**WHAT NEEDS TO BE DONE:** Copy the listing below word for word, leaving out any pictures.

**GIVEN ENTRIES:**
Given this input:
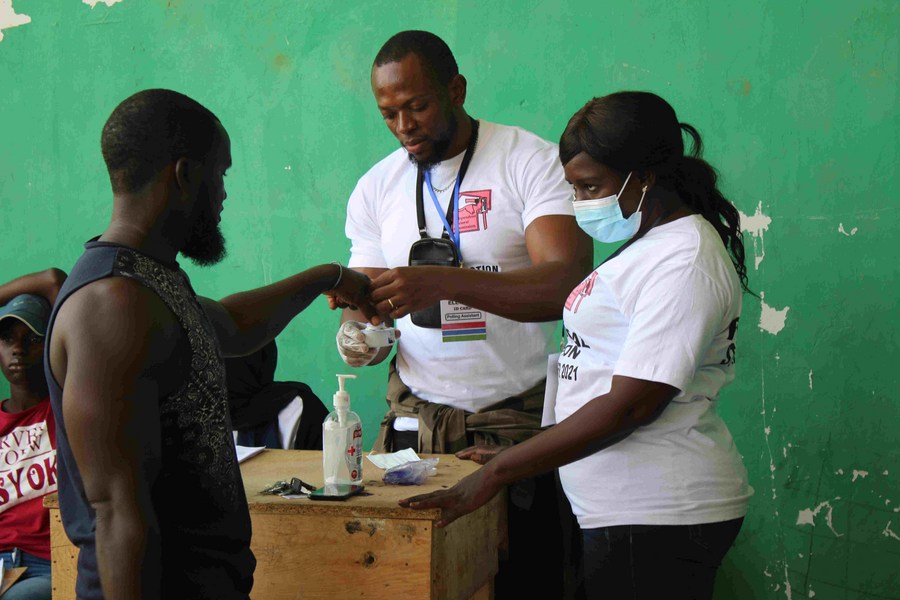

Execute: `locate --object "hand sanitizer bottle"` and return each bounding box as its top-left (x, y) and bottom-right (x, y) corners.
top-left (322, 375), bottom-right (362, 485)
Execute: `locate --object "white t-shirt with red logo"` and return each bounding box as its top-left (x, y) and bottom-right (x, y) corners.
top-left (556, 215), bottom-right (753, 529)
top-left (346, 121), bottom-right (573, 412)
top-left (0, 398), bottom-right (56, 560)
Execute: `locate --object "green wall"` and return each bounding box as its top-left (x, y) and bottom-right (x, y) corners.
top-left (0, 0), bottom-right (900, 600)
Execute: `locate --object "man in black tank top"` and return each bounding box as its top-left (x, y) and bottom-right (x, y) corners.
top-left (44, 90), bottom-right (374, 600)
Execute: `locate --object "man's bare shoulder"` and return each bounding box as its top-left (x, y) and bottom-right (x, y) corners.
top-left (58, 277), bottom-right (177, 331)
top-left (50, 277), bottom-right (183, 381)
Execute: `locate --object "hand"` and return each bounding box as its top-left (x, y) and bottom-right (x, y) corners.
top-left (336, 321), bottom-right (378, 367)
top-left (456, 444), bottom-right (507, 465)
top-left (325, 267), bottom-right (380, 324)
top-left (370, 267), bottom-right (450, 319)
top-left (399, 469), bottom-right (502, 527)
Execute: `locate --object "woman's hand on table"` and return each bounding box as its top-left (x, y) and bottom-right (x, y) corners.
top-left (399, 469), bottom-right (503, 527)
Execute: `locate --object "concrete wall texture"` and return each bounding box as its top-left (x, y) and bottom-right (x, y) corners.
top-left (0, 0), bottom-right (900, 600)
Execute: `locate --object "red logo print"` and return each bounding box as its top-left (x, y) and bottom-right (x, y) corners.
top-left (459, 190), bottom-right (491, 233)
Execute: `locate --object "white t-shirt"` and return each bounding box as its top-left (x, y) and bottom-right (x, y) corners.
top-left (346, 121), bottom-right (573, 412)
top-left (556, 215), bottom-right (753, 529)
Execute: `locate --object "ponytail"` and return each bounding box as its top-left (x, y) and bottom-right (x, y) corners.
top-left (559, 92), bottom-right (756, 296)
top-left (671, 123), bottom-right (756, 296)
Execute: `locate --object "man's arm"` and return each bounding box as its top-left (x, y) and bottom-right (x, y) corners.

**ANSWER TO THIS EXERCISE:**
Given this input:

Execute: `locate --object "hand sanitizer bottle"` and return each bounding box as its top-left (x, y) and bottom-right (x, y) corners.
top-left (322, 375), bottom-right (362, 485)
Execute: `locate --object "white t-shirt with red logo"` and return each bounding box as its top-left (x, y) and bottom-right (x, y) corners.
top-left (556, 215), bottom-right (753, 529)
top-left (346, 121), bottom-right (573, 412)
top-left (0, 398), bottom-right (56, 560)
Execute: `locate --object "green wall"` and return each bounding box as its top-left (x, y) and bottom-right (x, y) corners.
top-left (0, 0), bottom-right (900, 600)
Execute: `locate --object "man in black tank top"` and return each bounding box as its top-left (x, y) and bottom-right (x, y) corners.
top-left (44, 90), bottom-right (374, 600)
Execute: `locate --object "man's bare shoulder"` and return each bounding box as its top-left (x, y) and bottom-right (x, y) corners.
top-left (58, 277), bottom-right (177, 331)
top-left (50, 277), bottom-right (183, 381)
Execute: `locate --object "hand"` and return each bounding box as its top-left (x, y) and bottom-right (x, y) corners.
top-left (336, 321), bottom-right (378, 367)
top-left (456, 444), bottom-right (507, 465)
top-left (325, 267), bottom-right (380, 324)
top-left (370, 267), bottom-right (450, 319)
top-left (399, 469), bottom-right (502, 527)
Execute: `locate --object "woman's hand on table"` and return each bounding box as its top-left (x, y) and bottom-right (x, y) corners.
top-left (399, 469), bottom-right (503, 527)
Execute: `locate --object "concrete wall texture"` and return each bounding box as its top-left (x, y) and bottom-right (x, y) corners.
top-left (0, 0), bottom-right (900, 600)
Execute: `locate --object "red logo print"` and return each bounding box as its top-left (x, y) and bottom-right (x, y) corners.
top-left (459, 190), bottom-right (491, 233)
Execute: `locate --object "white t-shirt"` and return each bounding box as its top-left (x, y) and bottom-right (x, y) corners.
top-left (346, 121), bottom-right (573, 412)
top-left (556, 215), bottom-right (753, 529)
Execute: `locate --object "ponytail"` and return each bounding box as its top-left (x, y) and bottom-right (x, y) corners.
top-left (559, 92), bottom-right (756, 296)
top-left (671, 123), bottom-right (756, 296)
Execute: `locate --object "man's arm"` and return each bounding box as its top-left (x, y) and bottom-right (x, y) corners.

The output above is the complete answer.